**REQUIRED ACTION 1**.
Print the stretch of the passage on Springfield from "The Black River" through "business owners, etc." word for word.
**REQUIRED ACTION 2**.
In the passage on Springfield, how many members sit on the school board, and how long is each term?

**EXERCISE PASSAGE**.

━━━━━━━━━━━━━━━━━━━━━━━━━━━━━━

Springfield's public school system is overseen by a five-member school board elected individually by staggered elections to three year terms. Schools include:
- Elm Hill Elementary
- Union Street Elementary
- Riverside Middle School
- Springfield High School

===Colleges===
Satellite campuses of the Community College of Vermont and the University of Vermont are located in Springfield, as well as River Valley Technical Center, a regional technical college.

The Black River Innovation Campus is offers co-working space, entrepreneurship programs, STEAM education, and technology resources.

==Media==
Springfield is home to its own TV station known as SAPA TV. It broadcasts local info, as well as interviews with local bands, business owners, etc.

==Infrastructure==

===Health care===
The Springfield Hospital is located in Springfield.

━━━━━━━━━━━━━━━━━━━━━━━━━━━━━━

[Stored data]

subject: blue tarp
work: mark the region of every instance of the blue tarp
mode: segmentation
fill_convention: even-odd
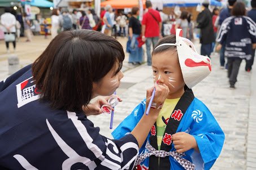
[[[201,3],[166,3],[166,4],[164,3],[163,6],[164,7],[173,7],[173,6],[179,6],[180,7],[190,7],[197,6],[198,4],[201,4]],[[220,6],[220,7],[222,6],[222,3],[216,0],[210,0],[210,5],[212,5],[212,6]]]
[[[54,6],[53,2],[46,0],[31,0],[31,2],[26,2],[25,3],[38,7],[50,8]]]

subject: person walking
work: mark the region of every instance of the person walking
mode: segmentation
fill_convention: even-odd
[[[112,12],[113,10],[112,7],[110,5],[107,5],[105,7],[106,12],[103,17],[103,21],[104,22],[104,33],[111,35],[111,30],[112,27],[113,26],[114,23],[112,22],[111,15],[110,14]]]
[[[140,15],[140,9],[138,7],[133,7],[132,9],[132,16],[129,20],[129,39],[131,41],[130,48],[131,49],[129,55],[129,63],[133,64],[141,64],[143,62],[143,49],[139,44],[137,38],[141,36],[141,25],[138,19]]]
[[[147,65],[151,66],[152,64],[151,44],[154,48],[158,39],[162,38],[161,34],[162,20],[159,12],[152,8],[152,3],[150,1],[146,1],[146,8],[147,9],[147,12],[143,15],[141,34],[142,41],[146,42]]]
[[[110,106],[111,97],[122,101],[112,94],[124,76],[124,60],[112,37],[66,31],[33,64],[1,82],[0,169],[132,169],[161,109],[150,109],[120,140],[101,135],[89,119]],[[153,102],[160,105],[169,90],[155,86]],[[153,89],[146,91],[147,105]]]
[[[197,18],[197,28],[200,29],[201,55],[210,57],[212,43],[215,42],[214,32],[211,20],[211,13],[208,7],[209,1],[203,1],[202,5],[202,12]]]
[[[236,0],[228,0],[228,6],[227,8],[223,8],[222,10],[220,11],[219,16],[219,26],[222,24],[223,21],[231,16],[231,10],[233,8],[233,6],[234,3],[236,2]],[[223,42],[223,46],[222,46],[222,49],[220,49],[219,53],[220,53],[220,69],[228,69],[228,65],[227,62],[225,65],[225,42]]]
[[[32,41],[32,32],[31,29],[32,23],[29,16],[25,12],[23,14],[23,25],[25,35],[27,37],[26,42],[31,42]]]
[[[73,29],[78,29],[78,18],[77,18],[77,10],[76,9],[73,10],[72,12],[72,20],[73,20]]]
[[[81,29],[92,29],[92,27],[90,26],[90,22],[89,18],[87,17],[85,12],[82,11],[82,16],[79,20],[79,23],[81,25]]]
[[[182,37],[184,38],[188,37],[188,15],[187,11],[183,11],[180,18],[176,21],[175,30],[177,28],[181,28],[183,31]]]
[[[188,37],[187,37],[188,39],[191,41],[194,41],[194,22],[193,21],[193,15],[191,14],[189,14],[188,16]]]
[[[218,25],[216,25],[215,24],[219,17],[219,10],[217,8],[214,8],[212,11],[212,26],[214,28],[214,39],[216,39],[216,36],[218,31]],[[215,46],[215,41],[212,43],[211,44],[211,52],[212,52],[214,51],[214,47]]]
[[[256,0],[251,0],[251,6],[252,8],[248,11],[247,16],[256,23]],[[251,66],[253,66],[254,61],[255,52],[255,48],[253,49],[251,52],[251,58],[250,60],[246,60],[245,70],[248,72],[250,72],[251,70]]]
[[[51,13],[51,34],[52,38],[58,35],[58,30],[59,30],[59,11],[58,9],[53,9]]]
[[[10,53],[9,42],[12,42],[14,51],[16,50],[16,18],[11,14],[11,8],[6,7],[5,14],[1,16],[1,24],[3,26],[3,31],[5,34],[5,41],[6,46],[6,51]]]
[[[225,56],[228,58],[228,77],[230,88],[235,88],[241,62],[251,57],[252,48],[256,47],[256,24],[245,16],[242,2],[235,3],[232,16],[224,20],[217,36],[220,44],[217,50],[225,45]],[[225,42],[225,43],[224,43]]]

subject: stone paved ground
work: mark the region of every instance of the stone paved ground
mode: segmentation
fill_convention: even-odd
[[[119,41],[125,47],[125,39]],[[24,41],[21,39],[21,41]],[[49,42],[43,37],[34,37],[31,43],[19,42],[16,53],[20,66],[32,62]],[[196,43],[199,51],[199,45]],[[12,46],[11,44],[11,48]],[[0,80],[8,76],[8,55],[5,44],[0,41]],[[12,48],[11,48],[12,49]],[[123,100],[115,108],[114,128],[123,120],[145,97],[146,90],[153,86],[151,68],[145,65],[134,68],[124,62],[124,78],[117,93]],[[219,57],[212,57],[212,71],[193,88],[195,96],[202,101],[212,113],[223,129],[226,138],[221,155],[212,169],[256,169],[256,86],[255,65],[252,73],[244,71],[245,61],[241,64],[236,90],[229,88],[227,72],[219,67]],[[254,100],[255,99],[255,100]],[[250,117],[250,120],[249,120]],[[110,117],[101,115],[89,118],[96,126],[101,127],[101,134],[111,137],[109,129]]]
[[[196,46],[199,51],[199,45],[197,43]],[[212,169],[246,169],[247,145],[253,145],[256,142],[255,130],[250,138],[251,140],[254,138],[253,140],[249,142],[247,140],[251,95],[250,79],[253,73],[245,71],[245,62],[243,61],[236,84],[237,88],[231,90],[226,70],[219,68],[218,55],[212,57],[212,73],[193,88],[195,96],[208,106],[225,134],[223,149]],[[255,68],[254,66],[254,70]],[[153,86],[151,73],[151,68],[145,65],[125,73],[122,82],[124,83],[135,83],[135,84],[120,95],[123,102],[116,107],[114,128],[144,99],[147,88]],[[255,111],[253,111],[255,114]],[[89,119],[95,123],[95,126],[101,128],[102,134],[111,137],[109,116],[102,115]],[[248,169],[255,168],[256,147],[253,148],[249,153],[252,158],[249,159]]]

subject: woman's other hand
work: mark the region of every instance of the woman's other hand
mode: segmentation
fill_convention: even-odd
[[[103,105],[108,105],[111,108],[112,110],[114,110],[114,108],[112,108],[107,102],[109,99],[111,97],[116,97],[119,102],[122,102],[122,100],[117,95],[111,95],[106,97],[100,97],[98,98],[96,101],[92,103],[90,103],[87,106],[83,106],[82,109],[85,114],[88,117],[90,115],[97,115],[102,113],[101,111],[101,106]]]

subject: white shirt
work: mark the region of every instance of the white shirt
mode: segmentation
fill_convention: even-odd
[[[51,26],[58,27],[59,25],[59,16],[57,15],[52,15],[51,17]]]
[[[8,32],[6,27],[9,27],[11,25],[12,25],[12,26],[10,29],[10,32],[16,32],[16,18],[15,16],[11,13],[6,12],[2,15],[1,17],[1,23],[4,26],[2,27],[3,32]]]

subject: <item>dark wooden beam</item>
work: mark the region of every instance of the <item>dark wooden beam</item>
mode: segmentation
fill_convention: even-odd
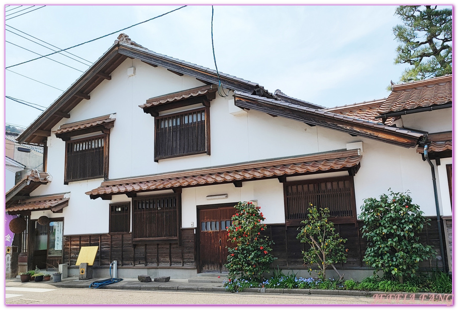
[[[50,137],[51,131],[42,130],[41,129],[37,129],[34,132],[35,134],[40,137]]]
[[[103,73],[102,72],[97,72],[95,75],[97,77],[100,77],[101,78],[103,78],[105,80],[111,80],[111,76],[109,74],[106,74],[106,73]]]
[[[70,118],[70,114],[66,114],[65,113],[61,113],[60,112],[56,112],[54,113],[54,115],[57,116],[60,116],[61,117],[65,117],[66,118]]]
[[[181,76],[181,77],[182,77],[182,76],[183,76],[183,75],[184,75],[184,74],[183,74],[181,72],[177,72],[177,71],[173,71],[173,70],[171,70],[170,69],[167,69],[167,71],[170,71],[170,72],[172,72],[172,73],[175,73],[175,74],[176,74],[177,75],[179,75],[179,76]]]
[[[91,96],[90,96],[89,95],[83,94],[83,93],[75,93],[75,96],[77,97],[79,97],[80,98],[83,98],[83,99],[87,99],[88,100],[91,99]]]
[[[151,64],[151,63],[150,63],[147,62],[146,62],[146,61],[144,61],[142,60],[142,62],[144,62],[144,63],[145,63],[145,64],[146,64],[147,65],[149,65],[151,66],[151,67],[154,67],[154,68],[157,68],[157,67],[158,67],[158,65],[155,65],[154,64]]]

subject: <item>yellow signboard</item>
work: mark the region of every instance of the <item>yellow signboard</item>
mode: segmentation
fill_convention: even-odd
[[[98,247],[97,246],[82,246],[76,265],[79,266],[83,263],[87,263],[89,266],[93,265],[94,260],[95,259],[95,255],[97,255],[98,249]]]

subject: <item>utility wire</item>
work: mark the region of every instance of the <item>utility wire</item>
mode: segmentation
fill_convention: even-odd
[[[35,5],[34,5],[34,6],[35,6]],[[10,19],[12,19],[12,18],[14,18],[14,17],[19,17],[19,16],[22,16],[22,15],[24,15],[24,14],[27,14],[27,13],[30,13],[30,12],[33,12],[33,11],[35,11],[35,10],[37,10],[37,9],[40,9],[40,8],[43,8],[43,7],[44,7],[45,6],[46,6],[46,5],[43,5],[43,6],[40,6],[40,7],[37,7],[37,8],[35,8],[35,9],[32,9],[31,11],[28,11],[28,12],[25,12],[25,13],[22,13],[20,15],[16,15],[16,16],[13,16],[12,17],[9,17],[9,18],[6,18],[6,19],[5,19],[5,21],[6,21],[6,20],[9,20]],[[18,12],[16,12],[16,13],[18,13]]]
[[[19,6],[16,6],[16,7],[13,7],[13,8],[10,8],[10,9],[8,9],[8,10],[5,11],[5,13],[6,13],[6,12],[9,12],[9,11],[12,11],[12,10],[13,10],[16,9],[16,8],[19,8],[19,7],[20,7],[22,6],[22,5],[19,5]],[[9,6],[9,5],[6,5],[6,6],[5,6],[5,7],[8,7],[8,6]]]
[[[18,35],[18,36],[21,37],[21,38],[23,38],[25,39],[26,40],[28,40],[29,41],[31,41],[31,42],[33,42],[33,43],[34,43],[36,44],[38,44],[39,45],[40,45],[40,46],[43,46],[43,47],[45,47],[46,48],[47,48],[48,49],[50,49],[50,50],[52,50],[52,51],[53,51],[53,52],[55,52],[55,51],[56,51],[56,50],[54,50],[54,49],[52,49],[52,48],[50,48],[50,47],[48,47],[46,46],[46,45],[43,45],[43,44],[40,44],[40,43],[39,43],[37,42],[35,42],[35,41],[33,41],[33,40],[31,40],[31,39],[29,39],[28,38],[26,38],[25,37],[24,37],[24,36],[22,36],[22,35],[21,35],[20,34],[17,34],[17,33],[16,33],[14,32],[14,31],[11,31],[11,30],[8,30],[7,29],[5,29],[5,30],[6,30],[7,31],[9,31],[9,32],[11,32],[11,33],[13,33],[14,34],[15,34],[16,35]],[[85,63],[84,63],[84,62],[83,62],[82,61],[80,61],[78,60],[78,59],[75,59],[75,58],[73,58],[73,57],[71,57],[70,56],[68,56],[68,55],[65,55],[65,54],[62,54],[62,53],[60,53],[60,54],[61,55],[62,55],[62,56],[65,56],[66,57],[68,57],[68,58],[70,58],[70,59],[72,59],[72,60],[75,60],[75,61],[78,61],[78,62],[83,64],[85,66],[88,66],[88,67],[90,66],[90,65],[88,65],[88,64],[85,64]]]
[[[18,99],[17,98],[13,98],[9,96],[5,96],[5,97],[6,98],[8,98],[8,99],[11,99],[12,100],[18,100],[22,102],[25,102],[27,103],[30,103],[30,104],[33,104],[34,105],[38,105],[38,106],[41,106],[41,107],[44,107],[45,108],[46,108],[47,107],[47,106],[44,106],[43,105],[40,105],[40,104],[37,104],[36,103],[29,103],[28,101],[25,101],[25,100],[22,100],[22,99]]]
[[[46,42],[46,41],[43,41],[43,40],[41,40],[41,39],[39,39],[39,38],[37,38],[37,37],[35,37],[33,36],[33,35],[30,35],[30,34],[29,34],[28,33],[26,33],[26,32],[24,32],[24,31],[21,31],[21,30],[19,30],[18,29],[15,28],[14,28],[14,27],[11,27],[11,26],[10,26],[9,25],[5,25],[5,26],[8,26],[8,27],[9,27],[9,28],[12,28],[12,29],[14,29],[14,30],[16,30],[16,31],[19,31],[19,32],[21,32],[21,33],[23,33],[24,34],[25,34],[26,35],[28,35],[28,36],[29,36],[29,37],[32,37],[32,38],[33,38],[34,39],[36,39],[36,40],[38,40],[38,41],[41,41],[41,42],[43,42],[43,43],[46,43],[46,44],[48,44],[48,45],[51,45],[51,46],[52,46],[53,47],[55,47],[56,48],[59,49],[59,50],[61,49],[61,48],[60,48],[60,47],[58,47],[57,46],[56,46],[55,45],[53,45],[52,44],[51,44],[50,43],[48,43],[48,42]],[[66,51],[65,52],[67,53],[67,54],[70,54],[70,55],[72,55],[72,56],[74,56],[75,57],[77,57],[77,58],[80,58],[80,59],[81,59],[82,60],[84,60],[85,61],[87,61],[88,62],[89,62],[89,63],[90,64],[91,64],[91,65],[92,65],[92,61],[90,61],[90,60],[88,60],[87,59],[85,59],[84,58],[82,58],[82,57],[80,57],[80,56],[78,56],[78,55],[75,55],[75,54],[72,54],[72,53],[70,53],[70,52],[67,52],[67,51]]]
[[[218,75],[218,79],[219,80],[219,85],[218,86],[218,94],[221,97],[227,97],[229,94],[226,94],[224,90],[223,89],[223,83],[221,83],[221,79],[219,77],[219,72],[218,72],[218,66],[216,65],[216,58],[215,57],[215,46],[213,45],[213,6],[211,6],[211,48],[213,51],[213,60],[215,61],[215,67],[216,68],[216,74]],[[223,94],[221,95],[221,91]]]
[[[142,23],[145,23],[145,22],[147,22],[147,21],[150,21],[150,20],[153,20],[153,19],[156,19],[156,18],[159,18],[159,17],[162,17],[162,16],[164,16],[164,15],[167,15],[167,14],[169,14],[169,13],[172,13],[172,12],[175,12],[175,11],[177,11],[177,10],[179,10],[179,9],[182,9],[182,8],[183,8],[183,7],[185,7],[186,6],[187,6],[187,5],[183,5],[183,6],[181,6],[180,7],[179,7],[178,8],[176,8],[175,9],[172,10],[171,10],[171,11],[169,11],[169,12],[166,12],[166,13],[164,13],[164,14],[161,14],[161,15],[158,15],[158,16],[156,16],[156,17],[153,17],[152,18],[150,18],[149,19],[148,19],[148,20],[145,20],[145,21],[142,21],[142,22],[139,22],[139,23],[136,23],[136,24],[134,24],[134,25],[132,25],[132,26],[129,26],[129,27],[126,27],[126,28],[123,28],[123,29],[121,29],[119,30],[117,30],[117,31],[114,31],[114,32],[111,32],[111,33],[108,33],[108,34],[105,34],[105,35],[102,36],[101,36],[101,37],[98,37],[98,38],[96,38],[95,39],[93,39],[91,40],[90,40],[90,41],[87,41],[85,42],[83,42],[83,43],[80,43],[79,44],[77,44],[77,45],[74,45],[74,46],[71,46],[70,47],[67,47],[67,48],[64,48],[64,49],[61,49],[61,50],[60,50],[60,51],[57,51],[57,52],[54,52],[54,53],[51,53],[51,54],[48,54],[48,55],[44,55],[44,56],[42,56],[41,57],[38,57],[38,58],[35,58],[35,59],[30,59],[30,60],[27,60],[27,61],[24,61],[24,62],[21,62],[21,63],[19,63],[19,64],[16,64],[15,65],[12,65],[12,66],[9,66],[8,67],[6,67],[5,68],[5,69],[8,69],[8,68],[11,68],[11,67],[14,67],[14,66],[19,66],[19,65],[22,65],[22,64],[25,64],[25,63],[28,63],[28,62],[31,62],[31,61],[33,61],[34,60],[37,60],[37,59],[40,59],[40,58],[43,58],[43,57],[46,57],[46,56],[50,56],[50,55],[54,55],[54,54],[56,54],[56,53],[58,53],[59,52],[62,52],[62,51],[66,51],[67,50],[70,49],[71,48],[74,48],[74,47],[77,47],[77,46],[81,46],[81,45],[83,45],[83,44],[86,44],[86,43],[90,43],[90,42],[93,42],[94,41],[95,41],[95,40],[98,40],[99,39],[101,39],[101,38],[104,38],[104,37],[107,37],[107,36],[109,36],[109,35],[111,35],[112,34],[115,34],[115,33],[117,33],[117,32],[120,32],[120,31],[124,31],[124,30],[126,30],[126,29],[129,29],[129,28],[132,28],[132,27],[134,27],[134,26],[137,26],[137,25],[140,25],[140,24],[142,24]]]
[[[18,100],[16,100],[15,99],[13,99],[13,98],[11,98],[11,97],[8,97],[8,96],[5,96],[5,97],[6,98],[8,98],[8,99],[9,99],[10,100],[12,100],[13,101],[15,101],[16,102],[18,102],[18,103],[22,103],[22,104],[25,104],[25,105],[28,105],[29,106],[31,106],[32,107],[34,107],[35,108],[37,109],[37,110],[40,110],[40,111],[44,111],[44,110],[43,110],[43,109],[42,109],[38,108],[38,107],[37,107],[36,106],[34,106],[33,105],[30,105],[30,104],[27,104],[27,103],[24,103],[21,102],[19,101]]]
[[[22,6],[22,5],[21,5],[21,6]],[[35,6],[35,5],[32,5],[31,6],[29,6],[28,7],[26,7],[25,8],[23,8],[22,9],[21,9],[21,10],[20,10],[20,11],[17,11],[17,12],[14,12],[14,13],[10,13],[10,14],[8,14],[8,15],[5,15],[5,17],[9,16],[10,15],[12,15],[13,14],[16,14],[16,13],[19,13],[19,12],[22,12],[22,11],[24,11],[24,10],[25,10],[28,9],[29,9],[29,8],[32,8],[32,7],[33,7],[34,6]],[[20,6],[19,6],[19,7],[20,7]]]
[[[47,84],[46,83],[43,83],[42,82],[40,82],[39,81],[37,81],[36,80],[34,80],[34,79],[32,79],[32,78],[29,78],[29,77],[28,77],[25,76],[25,75],[22,75],[22,74],[19,74],[19,73],[18,73],[17,72],[15,72],[14,71],[13,71],[12,70],[9,70],[9,69],[7,69],[6,70],[9,71],[10,72],[12,72],[13,73],[14,73],[14,74],[17,74],[17,75],[20,75],[20,76],[21,76],[21,77],[24,77],[24,78],[26,78],[26,79],[28,79],[29,80],[31,80],[32,81],[34,81],[35,82],[38,82],[38,83],[40,83],[40,84],[43,84],[43,85],[46,85],[46,86],[49,86],[49,87],[52,87],[53,88],[56,89],[56,90],[58,90],[58,91],[60,91],[61,92],[63,92],[63,91],[63,91],[62,90],[61,90],[61,89],[60,89],[57,88],[57,87],[54,87],[54,86],[51,86],[51,85],[49,85],[49,84]]]
[[[12,43],[9,42],[9,41],[6,41],[6,40],[5,40],[5,42],[7,42],[7,43],[9,43],[10,44],[12,44],[13,45],[14,45],[15,46],[17,46],[18,47],[19,47],[19,48],[22,48],[22,49],[25,49],[26,51],[28,51],[29,52],[30,52],[31,53],[33,53],[34,54],[36,54],[37,55],[39,55],[40,56],[42,56],[41,54],[38,54],[38,53],[35,53],[35,52],[34,52],[33,51],[31,51],[30,50],[27,49],[25,48],[25,47],[22,47],[22,46],[19,46],[19,45],[17,45],[17,44],[15,44],[14,43]],[[55,53],[54,54],[55,54]],[[73,68],[73,67],[72,67],[71,66],[69,66],[68,65],[66,65],[65,64],[64,64],[64,63],[61,63],[61,62],[59,62],[59,61],[57,61],[57,60],[54,60],[54,59],[51,59],[51,58],[50,58],[49,57],[46,57],[46,56],[43,56],[43,57],[45,57],[45,58],[47,58],[48,59],[49,59],[50,60],[52,60],[53,61],[54,61],[54,62],[57,62],[57,63],[60,64],[61,65],[64,65],[66,67],[68,67],[69,68],[71,68],[72,69],[74,69],[75,70],[76,70],[77,71],[80,71],[80,72],[84,73],[84,71],[82,71],[81,70],[79,70],[79,69],[77,69],[76,68]],[[6,67],[6,68],[5,68],[5,69],[7,69],[8,68],[9,68],[9,67]]]

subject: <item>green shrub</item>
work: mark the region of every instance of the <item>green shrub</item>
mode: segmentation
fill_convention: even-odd
[[[263,234],[267,225],[262,222],[266,218],[261,207],[251,202],[239,203],[234,208],[232,224],[227,228],[228,241],[233,243],[227,247],[228,278],[262,281],[263,274],[269,272],[276,259],[272,255],[272,241]]]
[[[304,262],[309,266],[316,264],[319,270],[318,276],[323,281],[326,279],[326,268],[329,266],[332,267],[340,277],[339,281],[341,280],[343,275],[337,271],[334,264],[347,261],[348,249],[343,244],[347,239],[341,238],[335,231],[334,223],[328,220],[328,208],[318,211],[310,204],[307,216],[308,219],[301,222],[304,226],[298,228],[299,232],[297,236],[301,242],[310,247],[308,250],[302,251]],[[312,269],[309,268],[309,271],[311,272]]]
[[[382,270],[385,279],[402,283],[403,278],[415,274],[419,262],[435,252],[420,242],[418,234],[427,223],[420,207],[412,203],[408,193],[389,192],[379,200],[366,199],[362,207],[363,236],[367,239],[364,259],[375,268],[374,274]]]

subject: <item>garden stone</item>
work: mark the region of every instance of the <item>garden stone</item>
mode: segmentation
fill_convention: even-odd
[[[151,282],[151,277],[146,275],[141,275],[138,276],[138,281],[140,282]]]

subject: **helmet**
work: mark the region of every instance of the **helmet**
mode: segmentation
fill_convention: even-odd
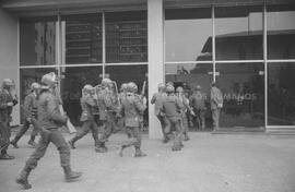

━━━━━━━━━━━━━━━━━━━━━━━━━━━━━━

**EXERCISE RESPONSE 1**.
The Black River Innovation Campus is offers co-working space, entrepreneurship programs, STEAM education, and technology resources.

==Media==
Springfield is home to its own TV station known as SAPA TV. It broadcasts local info, as well as interviews with local bands, business owners, etc.

**EXERCISE RESPONSE 2**.
Five members, each elected to a three-year term.